Segment Open

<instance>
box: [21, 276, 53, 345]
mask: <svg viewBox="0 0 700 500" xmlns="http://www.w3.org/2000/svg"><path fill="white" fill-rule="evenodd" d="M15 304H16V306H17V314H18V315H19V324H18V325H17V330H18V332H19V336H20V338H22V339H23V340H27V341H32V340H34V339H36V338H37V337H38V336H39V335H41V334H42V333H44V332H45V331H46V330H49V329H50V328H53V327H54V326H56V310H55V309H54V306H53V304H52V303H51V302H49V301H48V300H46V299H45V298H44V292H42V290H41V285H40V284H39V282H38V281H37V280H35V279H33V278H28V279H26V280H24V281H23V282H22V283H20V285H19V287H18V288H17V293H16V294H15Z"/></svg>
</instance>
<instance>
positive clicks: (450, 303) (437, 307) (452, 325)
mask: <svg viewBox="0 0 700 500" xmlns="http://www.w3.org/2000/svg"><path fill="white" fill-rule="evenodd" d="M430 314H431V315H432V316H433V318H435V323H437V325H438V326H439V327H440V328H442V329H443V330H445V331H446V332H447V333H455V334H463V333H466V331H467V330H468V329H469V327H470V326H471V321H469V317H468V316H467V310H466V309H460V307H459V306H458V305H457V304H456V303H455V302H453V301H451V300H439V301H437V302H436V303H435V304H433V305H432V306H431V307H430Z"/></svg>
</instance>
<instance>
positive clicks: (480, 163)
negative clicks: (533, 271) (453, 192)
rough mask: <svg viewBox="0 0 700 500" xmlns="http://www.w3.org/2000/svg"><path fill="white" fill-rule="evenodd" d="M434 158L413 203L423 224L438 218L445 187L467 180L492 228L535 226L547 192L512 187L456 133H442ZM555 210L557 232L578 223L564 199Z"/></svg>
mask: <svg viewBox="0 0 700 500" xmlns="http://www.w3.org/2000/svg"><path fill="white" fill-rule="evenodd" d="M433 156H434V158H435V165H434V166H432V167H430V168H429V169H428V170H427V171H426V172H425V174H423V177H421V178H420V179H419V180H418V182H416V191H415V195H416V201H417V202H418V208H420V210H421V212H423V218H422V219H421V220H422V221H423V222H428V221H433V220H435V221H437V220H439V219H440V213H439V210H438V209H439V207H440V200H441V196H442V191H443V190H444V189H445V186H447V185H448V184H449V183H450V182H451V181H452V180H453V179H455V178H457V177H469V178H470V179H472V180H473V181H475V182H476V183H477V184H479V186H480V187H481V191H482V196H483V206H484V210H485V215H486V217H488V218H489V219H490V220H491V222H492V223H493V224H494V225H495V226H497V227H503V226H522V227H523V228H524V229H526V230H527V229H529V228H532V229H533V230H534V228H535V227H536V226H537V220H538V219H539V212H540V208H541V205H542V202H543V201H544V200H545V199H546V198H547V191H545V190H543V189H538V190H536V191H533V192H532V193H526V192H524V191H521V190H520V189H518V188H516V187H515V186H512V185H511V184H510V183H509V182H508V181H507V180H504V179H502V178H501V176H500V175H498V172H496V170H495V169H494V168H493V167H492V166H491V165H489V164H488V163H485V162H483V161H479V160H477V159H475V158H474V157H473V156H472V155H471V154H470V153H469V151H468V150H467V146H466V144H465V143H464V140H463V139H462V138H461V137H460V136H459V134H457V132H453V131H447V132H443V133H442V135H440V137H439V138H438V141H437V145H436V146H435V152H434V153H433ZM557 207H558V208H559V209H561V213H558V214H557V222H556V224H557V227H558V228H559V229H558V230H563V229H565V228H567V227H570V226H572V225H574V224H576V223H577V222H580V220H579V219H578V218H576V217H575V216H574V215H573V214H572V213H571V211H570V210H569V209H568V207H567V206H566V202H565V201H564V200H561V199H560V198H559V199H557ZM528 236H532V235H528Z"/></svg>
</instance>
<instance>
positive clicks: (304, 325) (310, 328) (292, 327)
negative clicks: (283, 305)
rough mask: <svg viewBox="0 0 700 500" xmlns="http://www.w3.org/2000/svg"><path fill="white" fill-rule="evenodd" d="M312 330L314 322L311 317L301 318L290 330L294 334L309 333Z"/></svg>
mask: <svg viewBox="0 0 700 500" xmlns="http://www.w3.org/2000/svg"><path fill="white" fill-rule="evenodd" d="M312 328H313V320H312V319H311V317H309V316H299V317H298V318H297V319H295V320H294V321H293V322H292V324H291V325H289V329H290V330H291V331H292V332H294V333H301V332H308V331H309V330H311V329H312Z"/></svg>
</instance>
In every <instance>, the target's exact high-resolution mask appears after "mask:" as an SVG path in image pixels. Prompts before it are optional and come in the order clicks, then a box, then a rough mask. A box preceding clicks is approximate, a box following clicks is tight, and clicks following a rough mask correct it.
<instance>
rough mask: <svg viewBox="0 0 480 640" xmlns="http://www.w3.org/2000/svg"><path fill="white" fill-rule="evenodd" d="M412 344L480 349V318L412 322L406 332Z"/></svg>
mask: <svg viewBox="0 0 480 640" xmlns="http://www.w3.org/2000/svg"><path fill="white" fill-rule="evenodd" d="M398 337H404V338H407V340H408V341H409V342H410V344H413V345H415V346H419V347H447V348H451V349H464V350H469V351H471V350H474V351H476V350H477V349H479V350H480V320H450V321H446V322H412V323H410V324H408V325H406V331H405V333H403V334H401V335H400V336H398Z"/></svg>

Segment Closed

= EXERCISE DIRECTIONS =
Return each line of the records above that contains the word "clicks". Case is significant.

= EXERCISE OUTPUT =
positive clicks: (450, 303) (437, 307) (452, 325)
positive clicks: (480, 163)
negative clicks: (533, 271) (453, 192)
positive clicks: (304, 325) (310, 328) (292, 327)
negative clicks: (283, 305)
In every <instance>, the target's exact high-resolution mask appears after "mask:" as an SVG path in image pixels. Prompts before it are optional and come in the order clicks, then a box, then a rough mask. A box preceding clicks is approximate, a box following clicks is tight, and clicks following a rough mask correct it.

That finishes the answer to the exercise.